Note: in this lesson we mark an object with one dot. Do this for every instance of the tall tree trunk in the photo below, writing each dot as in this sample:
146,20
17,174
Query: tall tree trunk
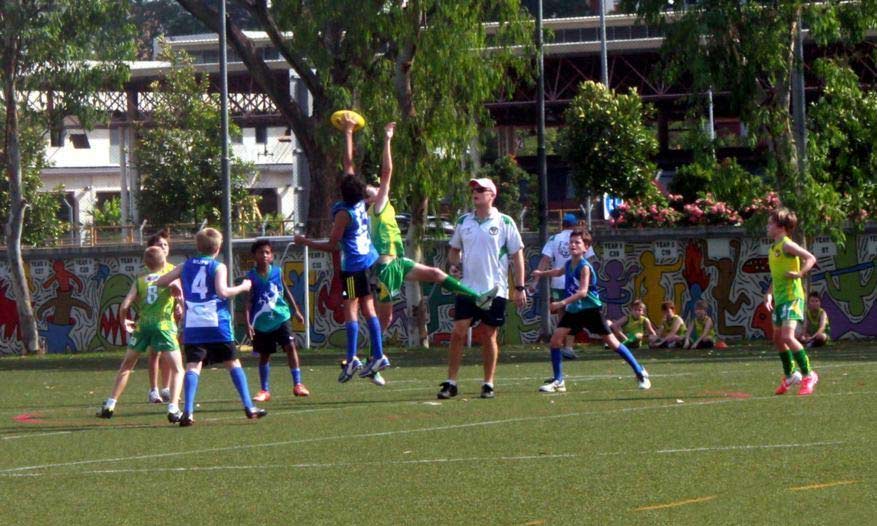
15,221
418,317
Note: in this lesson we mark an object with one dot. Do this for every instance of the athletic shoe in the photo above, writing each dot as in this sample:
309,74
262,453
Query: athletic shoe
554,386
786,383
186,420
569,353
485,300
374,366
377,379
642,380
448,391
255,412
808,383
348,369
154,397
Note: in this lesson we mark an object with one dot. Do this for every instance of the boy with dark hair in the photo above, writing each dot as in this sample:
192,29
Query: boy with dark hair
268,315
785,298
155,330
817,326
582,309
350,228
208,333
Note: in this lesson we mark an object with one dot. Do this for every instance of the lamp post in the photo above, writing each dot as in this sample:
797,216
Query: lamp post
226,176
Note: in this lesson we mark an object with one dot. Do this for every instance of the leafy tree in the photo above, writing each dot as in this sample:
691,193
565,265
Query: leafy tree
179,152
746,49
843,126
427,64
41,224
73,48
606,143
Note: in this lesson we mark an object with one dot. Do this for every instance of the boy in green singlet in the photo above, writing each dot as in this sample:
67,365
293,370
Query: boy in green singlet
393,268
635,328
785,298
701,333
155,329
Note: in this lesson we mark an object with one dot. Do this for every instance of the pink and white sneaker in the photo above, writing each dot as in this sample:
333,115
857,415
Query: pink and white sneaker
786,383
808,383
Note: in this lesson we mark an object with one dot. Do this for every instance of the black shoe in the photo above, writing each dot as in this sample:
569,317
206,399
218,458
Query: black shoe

How to complete this task:
Go through the entries and retype each one exactly, skipping any image.

Response box:
Note: in this lesson we mark an object with one dot. Do this for every instance of the tall tree trunk in the photo below, writing each dot as in this sample:
146,20
17,174
Query: tall tree trunk
15,221
418,317
Note: in this lesson we mark an object with one dot. Do this for every instance of the athletic shoe in the photo above, writing each dot as in this sample:
309,74
262,453
Query: athletic shoe
554,386
786,383
186,420
569,353
485,300
374,366
377,379
642,380
448,391
255,412
808,383
348,369
154,397
Note: in this lesson we mark an object with one dot. Do this for every instance of the boy with dark hair in the photo above, writing each dot as in this sample:
192,29
Query: boy with dark hair
268,315
785,298
155,330
817,326
582,309
350,228
208,333
Note: in this lesson we mark an object with one dot. Do this for every instance of the lamp post in the photo above, writing each dot as in this sample:
797,216
Query: lamp post
226,176
Note: in this lesson we mark an object with one dot. Do this for every instance of the leafy tree in the photo above, writing each dot as in this sample:
691,193
565,265
Query: leafy tree
179,152
746,49
843,126
427,64
41,224
73,48
606,143
Note: in this lesson we mark an object with one dot. Do this for every instance of the boy in green singlet in the photo above, writing each dot as in this sample:
67,365
293,370
Query: boy in green singlet
393,268
635,328
785,298
701,333
155,329
Note: in this lesson we mark an object with one dot. Do this for every instance of the pink and white sneaker in the photo above, writing each dot as in this sample:
333,115
857,415
Query: pink and white sneaker
786,383
808,383
Note: in this lesson we mark an object with one dot. Do this for every instance of the black shoe in the photo above, writing each dot as in this sample:
569,317
206,399
218,458
Query: black shoe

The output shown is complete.